[Excerpts of location labeling data]
╭──

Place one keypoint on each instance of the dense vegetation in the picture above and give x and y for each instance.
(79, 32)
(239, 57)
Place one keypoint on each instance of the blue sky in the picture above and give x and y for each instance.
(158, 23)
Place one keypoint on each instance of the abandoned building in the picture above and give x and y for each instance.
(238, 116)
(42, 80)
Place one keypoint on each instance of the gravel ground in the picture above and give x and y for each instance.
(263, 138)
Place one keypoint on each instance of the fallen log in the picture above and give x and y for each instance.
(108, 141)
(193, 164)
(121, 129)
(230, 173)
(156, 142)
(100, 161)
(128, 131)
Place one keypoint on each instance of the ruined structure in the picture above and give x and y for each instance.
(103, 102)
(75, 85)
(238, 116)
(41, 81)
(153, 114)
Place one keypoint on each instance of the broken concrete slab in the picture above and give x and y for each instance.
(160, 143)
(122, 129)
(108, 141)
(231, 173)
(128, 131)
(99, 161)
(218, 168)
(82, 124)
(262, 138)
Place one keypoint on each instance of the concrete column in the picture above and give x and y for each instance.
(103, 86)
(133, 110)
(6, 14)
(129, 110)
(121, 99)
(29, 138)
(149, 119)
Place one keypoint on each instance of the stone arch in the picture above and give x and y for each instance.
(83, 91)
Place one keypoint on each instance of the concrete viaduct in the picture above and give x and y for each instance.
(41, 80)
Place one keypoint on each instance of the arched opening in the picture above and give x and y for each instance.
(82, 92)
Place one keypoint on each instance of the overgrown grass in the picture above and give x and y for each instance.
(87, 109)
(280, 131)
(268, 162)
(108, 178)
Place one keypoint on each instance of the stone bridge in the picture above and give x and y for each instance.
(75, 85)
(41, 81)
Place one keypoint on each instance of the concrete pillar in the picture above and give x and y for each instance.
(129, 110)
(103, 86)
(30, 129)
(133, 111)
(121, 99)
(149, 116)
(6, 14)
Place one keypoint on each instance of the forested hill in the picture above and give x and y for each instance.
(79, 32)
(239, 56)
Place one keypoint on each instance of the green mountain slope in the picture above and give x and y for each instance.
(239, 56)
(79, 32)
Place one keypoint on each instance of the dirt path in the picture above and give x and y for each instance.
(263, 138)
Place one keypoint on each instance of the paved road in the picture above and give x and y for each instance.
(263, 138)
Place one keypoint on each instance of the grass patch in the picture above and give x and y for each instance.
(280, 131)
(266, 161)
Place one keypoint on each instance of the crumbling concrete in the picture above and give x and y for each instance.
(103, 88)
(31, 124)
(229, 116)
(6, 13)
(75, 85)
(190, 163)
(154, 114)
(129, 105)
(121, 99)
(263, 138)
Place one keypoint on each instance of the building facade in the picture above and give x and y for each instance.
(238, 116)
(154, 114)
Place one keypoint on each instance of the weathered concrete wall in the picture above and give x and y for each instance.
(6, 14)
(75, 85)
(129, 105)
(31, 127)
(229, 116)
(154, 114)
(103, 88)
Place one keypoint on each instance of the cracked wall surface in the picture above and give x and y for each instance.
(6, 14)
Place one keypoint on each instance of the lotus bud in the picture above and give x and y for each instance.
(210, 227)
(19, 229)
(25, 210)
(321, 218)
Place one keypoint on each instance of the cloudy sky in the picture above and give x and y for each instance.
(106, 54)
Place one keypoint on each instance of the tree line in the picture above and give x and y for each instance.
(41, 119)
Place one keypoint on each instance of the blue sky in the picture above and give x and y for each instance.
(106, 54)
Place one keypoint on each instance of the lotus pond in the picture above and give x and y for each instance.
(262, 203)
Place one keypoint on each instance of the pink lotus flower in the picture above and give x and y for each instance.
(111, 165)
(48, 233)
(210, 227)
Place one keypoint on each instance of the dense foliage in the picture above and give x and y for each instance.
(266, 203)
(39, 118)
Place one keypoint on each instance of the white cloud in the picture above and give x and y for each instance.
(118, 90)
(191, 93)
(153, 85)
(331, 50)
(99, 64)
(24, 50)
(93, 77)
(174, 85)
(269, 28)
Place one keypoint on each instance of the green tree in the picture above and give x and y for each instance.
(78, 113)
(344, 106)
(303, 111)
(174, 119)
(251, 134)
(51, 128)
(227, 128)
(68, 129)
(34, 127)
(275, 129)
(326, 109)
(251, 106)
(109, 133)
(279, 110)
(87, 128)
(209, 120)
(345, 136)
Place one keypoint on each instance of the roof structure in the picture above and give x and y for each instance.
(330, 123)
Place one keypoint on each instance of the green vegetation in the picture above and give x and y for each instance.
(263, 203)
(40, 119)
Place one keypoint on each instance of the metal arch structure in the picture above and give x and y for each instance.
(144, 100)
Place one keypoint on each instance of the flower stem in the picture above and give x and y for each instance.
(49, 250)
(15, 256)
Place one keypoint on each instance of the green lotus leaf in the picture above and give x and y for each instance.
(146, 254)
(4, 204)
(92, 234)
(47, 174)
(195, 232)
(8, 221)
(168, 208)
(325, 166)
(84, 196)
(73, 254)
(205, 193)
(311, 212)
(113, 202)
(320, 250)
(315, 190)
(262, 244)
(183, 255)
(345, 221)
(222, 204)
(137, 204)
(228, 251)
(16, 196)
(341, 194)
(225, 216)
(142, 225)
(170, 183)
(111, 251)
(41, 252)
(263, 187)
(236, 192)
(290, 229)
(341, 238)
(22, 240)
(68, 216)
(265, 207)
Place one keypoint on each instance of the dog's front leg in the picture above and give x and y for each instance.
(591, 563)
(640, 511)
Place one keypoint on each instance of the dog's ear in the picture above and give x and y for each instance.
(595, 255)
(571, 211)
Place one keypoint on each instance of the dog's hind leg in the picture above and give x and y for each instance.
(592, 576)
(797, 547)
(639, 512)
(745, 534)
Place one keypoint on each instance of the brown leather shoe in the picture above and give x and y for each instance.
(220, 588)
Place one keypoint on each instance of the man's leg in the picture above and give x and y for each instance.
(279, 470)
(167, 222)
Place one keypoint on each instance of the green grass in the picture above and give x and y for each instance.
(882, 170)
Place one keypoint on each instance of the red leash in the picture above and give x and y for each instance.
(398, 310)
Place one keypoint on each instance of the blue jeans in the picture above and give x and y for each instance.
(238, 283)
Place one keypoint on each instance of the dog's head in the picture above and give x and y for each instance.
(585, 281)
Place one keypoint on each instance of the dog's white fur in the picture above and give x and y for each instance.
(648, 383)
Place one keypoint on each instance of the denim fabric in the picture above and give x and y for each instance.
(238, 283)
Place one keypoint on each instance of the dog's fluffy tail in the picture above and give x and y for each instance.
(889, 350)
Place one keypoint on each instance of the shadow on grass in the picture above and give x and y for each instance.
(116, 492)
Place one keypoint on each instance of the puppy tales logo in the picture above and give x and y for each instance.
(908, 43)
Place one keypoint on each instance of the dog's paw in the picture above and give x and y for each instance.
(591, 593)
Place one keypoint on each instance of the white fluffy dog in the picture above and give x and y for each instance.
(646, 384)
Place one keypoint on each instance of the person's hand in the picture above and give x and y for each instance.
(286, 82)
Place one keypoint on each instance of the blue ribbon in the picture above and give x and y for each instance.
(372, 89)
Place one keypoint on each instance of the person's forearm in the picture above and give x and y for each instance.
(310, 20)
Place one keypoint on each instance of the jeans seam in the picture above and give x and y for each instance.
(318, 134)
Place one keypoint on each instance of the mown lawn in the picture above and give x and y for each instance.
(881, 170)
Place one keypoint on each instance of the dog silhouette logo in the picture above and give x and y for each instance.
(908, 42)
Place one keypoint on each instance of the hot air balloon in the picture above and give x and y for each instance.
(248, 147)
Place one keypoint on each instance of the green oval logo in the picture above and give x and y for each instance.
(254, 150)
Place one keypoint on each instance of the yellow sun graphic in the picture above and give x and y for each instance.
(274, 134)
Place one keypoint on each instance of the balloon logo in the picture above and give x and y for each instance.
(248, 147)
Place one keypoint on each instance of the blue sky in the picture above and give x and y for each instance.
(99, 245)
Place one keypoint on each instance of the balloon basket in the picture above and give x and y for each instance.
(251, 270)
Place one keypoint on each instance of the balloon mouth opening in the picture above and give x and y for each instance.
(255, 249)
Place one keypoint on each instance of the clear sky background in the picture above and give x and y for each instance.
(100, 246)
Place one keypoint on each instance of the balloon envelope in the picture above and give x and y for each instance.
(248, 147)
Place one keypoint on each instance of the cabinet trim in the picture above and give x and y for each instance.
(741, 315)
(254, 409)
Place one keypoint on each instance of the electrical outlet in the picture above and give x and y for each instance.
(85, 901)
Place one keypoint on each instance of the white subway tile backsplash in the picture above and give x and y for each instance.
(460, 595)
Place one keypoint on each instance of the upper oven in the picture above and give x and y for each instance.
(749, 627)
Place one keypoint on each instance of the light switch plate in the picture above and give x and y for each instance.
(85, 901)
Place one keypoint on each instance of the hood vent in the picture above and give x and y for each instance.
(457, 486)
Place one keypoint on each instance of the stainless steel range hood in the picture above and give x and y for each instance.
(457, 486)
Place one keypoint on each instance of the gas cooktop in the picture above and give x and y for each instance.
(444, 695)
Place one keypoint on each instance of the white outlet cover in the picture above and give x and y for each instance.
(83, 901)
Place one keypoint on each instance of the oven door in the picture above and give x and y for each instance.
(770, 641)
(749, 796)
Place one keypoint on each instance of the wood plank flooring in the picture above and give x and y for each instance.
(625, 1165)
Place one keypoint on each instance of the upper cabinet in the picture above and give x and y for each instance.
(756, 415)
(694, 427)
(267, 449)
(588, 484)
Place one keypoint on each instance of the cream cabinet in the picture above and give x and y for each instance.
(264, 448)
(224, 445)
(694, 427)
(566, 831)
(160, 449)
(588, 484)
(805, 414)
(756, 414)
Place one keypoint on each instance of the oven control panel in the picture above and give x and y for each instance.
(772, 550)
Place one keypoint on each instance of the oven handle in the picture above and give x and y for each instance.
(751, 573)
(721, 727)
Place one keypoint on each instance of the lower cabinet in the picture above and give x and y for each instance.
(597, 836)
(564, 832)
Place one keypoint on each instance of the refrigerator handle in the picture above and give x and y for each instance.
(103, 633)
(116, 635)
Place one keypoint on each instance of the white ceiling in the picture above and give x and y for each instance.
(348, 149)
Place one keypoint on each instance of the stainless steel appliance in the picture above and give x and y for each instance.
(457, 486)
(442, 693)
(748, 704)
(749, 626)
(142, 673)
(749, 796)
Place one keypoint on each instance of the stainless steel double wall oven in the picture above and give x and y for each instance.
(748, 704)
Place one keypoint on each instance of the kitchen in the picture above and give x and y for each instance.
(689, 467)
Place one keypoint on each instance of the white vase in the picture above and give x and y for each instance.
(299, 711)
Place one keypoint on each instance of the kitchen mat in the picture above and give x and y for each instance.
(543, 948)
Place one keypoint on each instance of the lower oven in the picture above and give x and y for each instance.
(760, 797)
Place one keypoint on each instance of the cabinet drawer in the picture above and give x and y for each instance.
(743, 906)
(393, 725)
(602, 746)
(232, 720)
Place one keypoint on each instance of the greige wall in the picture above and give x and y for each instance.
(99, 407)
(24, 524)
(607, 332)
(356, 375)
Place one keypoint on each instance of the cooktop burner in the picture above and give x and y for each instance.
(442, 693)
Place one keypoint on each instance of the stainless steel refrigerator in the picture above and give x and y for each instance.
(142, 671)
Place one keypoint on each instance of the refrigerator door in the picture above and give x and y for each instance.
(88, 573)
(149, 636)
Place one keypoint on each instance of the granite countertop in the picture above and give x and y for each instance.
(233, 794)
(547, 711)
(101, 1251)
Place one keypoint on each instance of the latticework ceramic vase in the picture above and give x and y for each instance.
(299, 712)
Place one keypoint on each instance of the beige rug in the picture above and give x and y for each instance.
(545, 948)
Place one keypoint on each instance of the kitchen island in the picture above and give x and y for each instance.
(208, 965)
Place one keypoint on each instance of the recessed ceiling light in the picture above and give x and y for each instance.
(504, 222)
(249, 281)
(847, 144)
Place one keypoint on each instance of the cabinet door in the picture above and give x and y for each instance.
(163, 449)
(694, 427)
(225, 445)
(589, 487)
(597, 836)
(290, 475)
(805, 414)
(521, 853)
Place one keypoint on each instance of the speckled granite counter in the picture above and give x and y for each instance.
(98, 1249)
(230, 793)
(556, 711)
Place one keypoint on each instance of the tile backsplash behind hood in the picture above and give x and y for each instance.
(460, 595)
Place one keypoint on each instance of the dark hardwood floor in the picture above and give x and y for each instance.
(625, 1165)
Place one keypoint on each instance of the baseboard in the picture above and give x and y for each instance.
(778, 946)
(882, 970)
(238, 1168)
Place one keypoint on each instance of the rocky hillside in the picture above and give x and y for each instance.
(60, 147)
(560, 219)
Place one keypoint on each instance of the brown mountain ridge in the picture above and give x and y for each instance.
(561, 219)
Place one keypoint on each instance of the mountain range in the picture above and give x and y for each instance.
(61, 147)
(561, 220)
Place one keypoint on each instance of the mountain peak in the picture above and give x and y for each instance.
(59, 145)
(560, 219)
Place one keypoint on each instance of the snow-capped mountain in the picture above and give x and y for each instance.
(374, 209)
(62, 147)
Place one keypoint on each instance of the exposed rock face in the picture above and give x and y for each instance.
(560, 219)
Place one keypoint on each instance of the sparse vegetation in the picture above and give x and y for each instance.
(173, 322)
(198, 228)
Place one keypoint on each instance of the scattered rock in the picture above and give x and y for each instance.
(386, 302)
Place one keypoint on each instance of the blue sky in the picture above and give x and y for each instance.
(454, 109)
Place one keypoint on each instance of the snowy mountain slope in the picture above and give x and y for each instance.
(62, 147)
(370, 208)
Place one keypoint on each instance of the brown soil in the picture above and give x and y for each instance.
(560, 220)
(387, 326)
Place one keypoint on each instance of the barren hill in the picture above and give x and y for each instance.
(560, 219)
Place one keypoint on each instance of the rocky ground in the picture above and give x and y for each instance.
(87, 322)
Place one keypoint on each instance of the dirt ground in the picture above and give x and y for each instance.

╰──

To be done
Set down, exactly and in full, the lines from the one containing "Place one keypoint on each instance of the snowy" through the end of the entries; no other line belongs.

Problem solution
Place one keypoint on each instance of the snowy mountain slope in the picture above and give x and y for each instance.
(62, 147)
(370, 208)
Place one keypoint on each instance of the brown soil in the picture above and give x and y for each instance.
(560, 220)
(387, 326)
Place one keypoint on each instance of the barren hill in the picture above and give x and y for each instance.
(560, 219)
Place one keypoint on each instance of the rocky ground in the picture above and give x and y for each instance.
(87, 322)
Place one keypoint on each instance of the dirt ground in the picture above and give x and y for each instance.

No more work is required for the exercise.